Exercise description ▸ This exercise asks for the entries to be repeated exactly, without their images.

Excerpted data ▸
_ _ _ _ _
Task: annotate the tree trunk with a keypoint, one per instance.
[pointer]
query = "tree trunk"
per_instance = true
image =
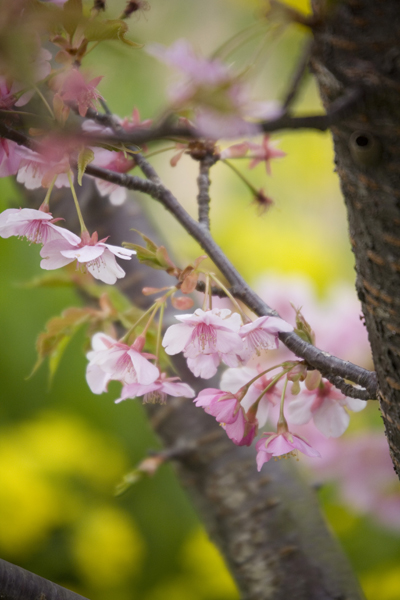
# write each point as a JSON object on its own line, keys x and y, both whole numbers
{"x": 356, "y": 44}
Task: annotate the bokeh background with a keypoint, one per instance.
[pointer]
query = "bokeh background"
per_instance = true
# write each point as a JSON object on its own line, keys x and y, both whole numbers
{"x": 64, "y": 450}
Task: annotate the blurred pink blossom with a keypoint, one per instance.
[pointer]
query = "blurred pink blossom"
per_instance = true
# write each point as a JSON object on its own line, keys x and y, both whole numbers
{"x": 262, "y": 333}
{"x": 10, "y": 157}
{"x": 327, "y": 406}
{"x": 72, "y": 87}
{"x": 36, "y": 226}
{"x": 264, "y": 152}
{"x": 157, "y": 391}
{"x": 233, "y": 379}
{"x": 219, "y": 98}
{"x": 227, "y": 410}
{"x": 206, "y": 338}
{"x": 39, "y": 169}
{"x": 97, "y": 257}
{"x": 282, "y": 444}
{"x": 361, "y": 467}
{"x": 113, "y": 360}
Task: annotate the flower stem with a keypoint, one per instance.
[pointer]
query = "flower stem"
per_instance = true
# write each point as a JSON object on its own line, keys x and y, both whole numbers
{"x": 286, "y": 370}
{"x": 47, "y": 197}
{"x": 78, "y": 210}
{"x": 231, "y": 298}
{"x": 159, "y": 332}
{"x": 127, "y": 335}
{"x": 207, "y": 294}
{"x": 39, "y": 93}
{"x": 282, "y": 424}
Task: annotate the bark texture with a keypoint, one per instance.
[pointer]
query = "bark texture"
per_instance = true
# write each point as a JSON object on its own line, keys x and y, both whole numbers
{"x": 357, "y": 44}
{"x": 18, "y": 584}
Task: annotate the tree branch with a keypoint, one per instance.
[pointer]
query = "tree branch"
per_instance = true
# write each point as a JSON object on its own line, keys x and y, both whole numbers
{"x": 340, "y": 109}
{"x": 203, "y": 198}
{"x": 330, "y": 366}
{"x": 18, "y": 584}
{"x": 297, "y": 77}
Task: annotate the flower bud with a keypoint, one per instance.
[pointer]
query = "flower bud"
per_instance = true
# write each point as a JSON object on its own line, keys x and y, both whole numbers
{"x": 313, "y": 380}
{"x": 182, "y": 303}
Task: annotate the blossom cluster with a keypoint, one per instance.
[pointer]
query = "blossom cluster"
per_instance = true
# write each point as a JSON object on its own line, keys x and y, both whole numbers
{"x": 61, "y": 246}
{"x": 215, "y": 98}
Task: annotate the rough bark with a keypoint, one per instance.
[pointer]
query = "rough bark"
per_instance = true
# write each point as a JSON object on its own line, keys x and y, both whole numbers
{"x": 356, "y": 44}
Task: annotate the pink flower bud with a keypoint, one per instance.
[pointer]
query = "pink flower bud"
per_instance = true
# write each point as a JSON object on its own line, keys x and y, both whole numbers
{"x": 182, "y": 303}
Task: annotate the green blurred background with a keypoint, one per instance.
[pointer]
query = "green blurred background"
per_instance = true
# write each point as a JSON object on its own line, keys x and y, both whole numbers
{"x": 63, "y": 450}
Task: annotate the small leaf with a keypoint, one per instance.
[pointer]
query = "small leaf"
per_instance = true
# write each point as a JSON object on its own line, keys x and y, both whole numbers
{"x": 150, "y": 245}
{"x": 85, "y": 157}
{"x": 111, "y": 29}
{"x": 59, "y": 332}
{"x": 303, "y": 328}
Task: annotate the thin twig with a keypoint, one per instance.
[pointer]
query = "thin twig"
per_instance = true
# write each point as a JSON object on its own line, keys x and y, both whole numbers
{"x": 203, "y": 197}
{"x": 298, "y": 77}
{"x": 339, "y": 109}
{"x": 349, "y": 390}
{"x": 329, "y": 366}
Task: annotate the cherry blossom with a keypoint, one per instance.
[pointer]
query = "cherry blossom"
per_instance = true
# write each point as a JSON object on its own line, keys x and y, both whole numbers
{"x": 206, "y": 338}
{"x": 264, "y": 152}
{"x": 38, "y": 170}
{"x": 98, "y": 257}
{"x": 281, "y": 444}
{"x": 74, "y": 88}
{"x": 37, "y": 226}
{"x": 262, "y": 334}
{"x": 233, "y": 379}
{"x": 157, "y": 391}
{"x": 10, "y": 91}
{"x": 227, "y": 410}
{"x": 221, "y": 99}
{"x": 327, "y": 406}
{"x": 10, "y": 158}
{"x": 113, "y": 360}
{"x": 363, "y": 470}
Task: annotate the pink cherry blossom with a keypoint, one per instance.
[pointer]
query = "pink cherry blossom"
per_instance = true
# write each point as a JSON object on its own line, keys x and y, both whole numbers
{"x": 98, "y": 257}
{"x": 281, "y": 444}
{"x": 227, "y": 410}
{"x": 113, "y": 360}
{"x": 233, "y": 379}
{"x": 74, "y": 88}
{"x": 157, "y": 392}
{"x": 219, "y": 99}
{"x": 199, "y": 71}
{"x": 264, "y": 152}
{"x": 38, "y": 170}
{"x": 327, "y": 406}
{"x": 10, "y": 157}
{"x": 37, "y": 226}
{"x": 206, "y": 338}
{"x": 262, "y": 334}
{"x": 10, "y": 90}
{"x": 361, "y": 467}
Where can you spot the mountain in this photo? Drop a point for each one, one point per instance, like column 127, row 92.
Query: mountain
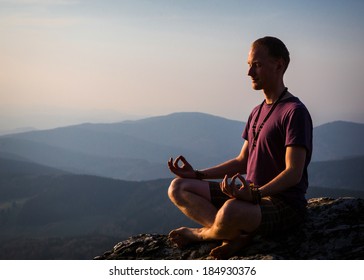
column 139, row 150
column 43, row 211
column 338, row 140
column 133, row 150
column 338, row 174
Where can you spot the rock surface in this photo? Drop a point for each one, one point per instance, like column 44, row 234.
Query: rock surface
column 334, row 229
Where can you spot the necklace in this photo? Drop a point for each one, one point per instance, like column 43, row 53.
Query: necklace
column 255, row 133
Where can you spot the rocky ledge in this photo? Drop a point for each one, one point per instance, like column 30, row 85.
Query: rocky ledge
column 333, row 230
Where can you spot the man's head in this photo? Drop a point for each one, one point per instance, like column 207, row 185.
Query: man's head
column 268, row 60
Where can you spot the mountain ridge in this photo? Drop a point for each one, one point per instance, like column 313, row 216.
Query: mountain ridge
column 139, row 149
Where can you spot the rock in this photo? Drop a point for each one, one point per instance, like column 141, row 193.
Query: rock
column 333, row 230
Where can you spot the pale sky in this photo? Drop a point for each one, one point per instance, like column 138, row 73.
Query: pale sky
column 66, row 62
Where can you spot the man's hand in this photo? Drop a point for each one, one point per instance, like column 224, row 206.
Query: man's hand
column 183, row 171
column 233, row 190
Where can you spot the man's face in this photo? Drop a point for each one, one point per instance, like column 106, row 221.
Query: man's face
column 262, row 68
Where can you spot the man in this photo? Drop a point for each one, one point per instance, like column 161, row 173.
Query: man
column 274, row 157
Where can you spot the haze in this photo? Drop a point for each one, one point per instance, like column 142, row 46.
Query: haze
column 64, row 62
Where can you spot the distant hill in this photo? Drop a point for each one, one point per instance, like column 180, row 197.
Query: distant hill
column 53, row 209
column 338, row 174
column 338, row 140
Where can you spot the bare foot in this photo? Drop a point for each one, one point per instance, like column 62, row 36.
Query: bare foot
_ _ _ _ _
Response to this exercise ▸
Task: annotate the tree trunk with a keypoint, one per instance.
[pointer]
query = "tree trunk"
per_instance = true
image =
# write each point as a JSON object on its own line, keys x and y, both whole numbers
{"x": 356, "y": 44}
Task: annotate the bokeh background with a keypoint, one per instance.
[pointer]
query = "bokeh background"
per_instance = true
# write each point as a JSON object on its own line, keys x and y, both whole numbers
{"x": 64, "y": 450}
Task: annotate the blurred pink blossom with a keypoint, one per instance.
[pointer]
query = "blurred pink blossom"
per_instance = true
# write each point as a JSON object on its own line, keys x and y, both whole numbers
{"x": 262, "y": 333}
{"x": 10, "y": 157}
{"x": 327, "y": 406}
{"x": 72, "y": 87}
{"x": 36, "y": 226}
{"x": 264, "y": 152}
{"x": 157, "y": 391}
{"x": 233, "y": 379}
{"x": 219, "y": 98}
{"x": 227, "y": 410}
{"x": 206, "y": 338}
{"x": 39, "y": 169}
{"x": 97, "y": 257}
{"x": 282, "y": 444}
{"x": 361, "y": 467}
{"x": 113, "y": 360}
Task: annotate the flower stem with a keypoint, one per instance.
[pointer]
query = "flower stem"
per_instance = true
# write each point as a JSON object on its own line, keys x and y, both whole numbers
{"x": 286, "y": 370}
{"x": 47, "y": 197}
{"x": 78, "y": 210}
{"x": 231, "y": 298}
{"x": 159, "y": 332}
{"x": 127, "y": 335}
{"x": 207, "y": 294}
{"x": 39, "y": 93}
{"x": 282, "y": 424}
Task: annotate the bark texture with a keypoint, one per instance.
[pointer]
query = "bark texture"
per_instance = true
# write each point as a JSON object on its own line, keys x and y, both whole numbers
{"x": 357, "y": 44}
{"x": 18, "y": 584}
Task: annotate the tree branch with a keypoint, one per instance.
[pointer]
query = "tree branch"
per_instance = true
# write each point as a JSON object on its own line, keys x and y, both whole numbers
{"x": 340, "y": 109}
{"x": 203, "y": 198}
{"x": 330, "y": 366}
{"x": 18, "y": 584}
{"x": 297, "y": 77}
Task: annotate the flower bud with a keypoint, one per instance.
[pointer]
query = "flower bud"
per_instance = true
# write each point as a JSON object on its own line, keys x and y, both whole numbers
{"x": 313, "y": 380}
{"x": 182, "y": 303}
Task: annotate the blossom cluster with a keypoint, one per instance.
[pointer]
query = "blossom cluster"
per_instance = true
# write each point as a JSON object on its own line, keys x and y, both whole numbers
{"x": 61, "y": 246}
{"x": 215, "y": 98}
Task: annotate the rough bark with a keypoint, one per instance.
[pointer]
query = "rough bark"
per_instance = true
# write each point as a JSON object on its own line, keys x and y, both whole numbers
{"x": 356, "y": 44}
Task: annotate the pink flower bud with a keypoint, one per instance.
[pointer]
query = "pink flower bud"
per_instance = true
# write each point as a JSON object on its own line, keys x and y, both whole numbers
{"x": 182, "y": 303}
Task: annotate the green blurred background with a keypoint, one per instance.
[pointer]
query = "green blurred background"
per_instance = true
# write each point as a JSON object on its own line, keys x and y, both whole numbers
{"x": 63, "y": 450}
Task: annotate the small leaf with a keypoint, one per instance.
[pointer]
query = "small leaf"
per_instance = true
# write each point as a JSON object on its own line, keys x and y, both whole numbers
{"x": 150, "y": 245}
{"x": 85, "y": 157}
{"x": 111, "y": 29}
{"x": 59, "y": 332}
{"x": 303, "y": 328}
Task: annotate the thin twig with a keypoint, one per instance.
[pointer]
query = "thin twig"
per_instance = true
# write each point as a JSON object on its own line, keys x and y, both whole numbers
{"x": 203, "y": 197}
{"x": 298, "y": 77}
{"x": 339, "y": 109}
{"x": 349, "y": 390}
{"x": 329, "y": 366}
Task: annotate the cherry blossom with a keypoint, one per instance.
[pointer]
query = "cherry blossom"
per_instance = true
# write each point as a JSON object on its own line, keys x and y, both whole numbers
{"x": 206, "y": 338}
{"x": 264, "y": 152}
{"x": 38, "y": 170}
{"x": 98, "y": 257}
{"x": 281, "y": 444}
{"x": 74, "y": 88}
{"x": 37, "y": 226}
{"x": 262, "y": 334}
{"x": 233, "y": 379}
{"x": 157, "y": 391}
{"x": 10, "y": 91}
{"x": 227, "y": 410}
{"x": 221, "y": 99}
{"x": 327, "y": 406}
{"x": 10, "y": 158}
{"x": 113, "y": 360}
{"x": 363, "y": 470}
Task: annotate the pink cherry blossom with a keypoint, one per instance.
[pointer]
query = "pink cherry blossom"
per_instance = true
# write each point as a JSON object on its own line, keys x and y, both whole numbers
{"x": 98, "y": 257}
{"x": 281, "y": 444}
{"x": 227, "y": 410}
{"x": 113, "y": 360}
{"x": 233, "y": 379}
{"x": 74, "y": 88}
{"x": 157, "y": 392}
{"x": 219, "y": 99}
{"x": 199, "y": 71}
{"x": 264, "y": 152}
{"x": 38, "y": 170}
{"x": 327, "y": 406}
{"x": 10, "y": 157}
{"x": 37, "y": 226}
{"x": 206, "y": 338}
{"x": 262, "y": 334}
{"x": 10, "y": 90}
{"x": 361, "y": 467}
Where can you spot the mountain in this photo? Drop a point for each one, one point per instance, like column 127, row 92.
Query: mountain
column 139, row 150
column 43, row 211
column 338, row 140
column 133, row 150
column 338, row 174
Where can you spot the rock surface in this photo? Drop a point for each one, one point per instance, like column 44, row 234.
Query: rock surface
column 334, row 229
Where can you spot the necklace in this photo? Drop a point for each one, one point per instance, like column 43, row 53.
Query: necklace
column 255, row 133
Where can you spot the rocky ledge in this photo? Drop a point for each one, one point per instance, like column 30, row 85.
Query: rocky ledge
column 333, row 230
Where can you spot the man's head in this photo? Drop a point for each one, one point per instance, like column 207, row 185.
Query: man's head
column 268, row 60
Where can you spot the mountain ridge in this photo? Drop a point for each one, one point per instance, like column 313, row 216.
Query: mountain ridge
column 139, row 149
Where can you spot the rock in this photo? Drop a point for each one, one point per instance, like column 141, row 193.
Query: rock
column 333, row 230
Where can you spot the pale sky in this photo? Drop a point for each one, one point per instance, like column 138, row 73.
Query: pale sky
column 66, row 62
Where can you spot the man's hand in this photo? Drop a point for each one, one point per instance, like column 224, row 206.
Query: man's hand
column 183, row 171
column 233, row 190
Where can you spot the man's face in this photo? Drop a point for each one, one point per instance, like column 106, row 221.
Query: man's face
column 262, row 68
Where can you spot the man in this photo? Drop a point for each one, one point per instance, like column 161, row 173.
Query: man
column 274, row 157
Where can you spot the haze in this photo? Drop a point for each one, one point per instance, like column 142, row 46.
Query: haze
column 64, row 62
Where can you spot the distant hill in this photo? Drop a point for each one, one point per instance, like column 180, row 197.
Query: distant hill
column 53, row 209
column 338, row 174
column 338, row 140
Where can you spot the bare foot in this photo? Drop a point for each one, one point per instance, like column 62, row 36.
Query: bare foot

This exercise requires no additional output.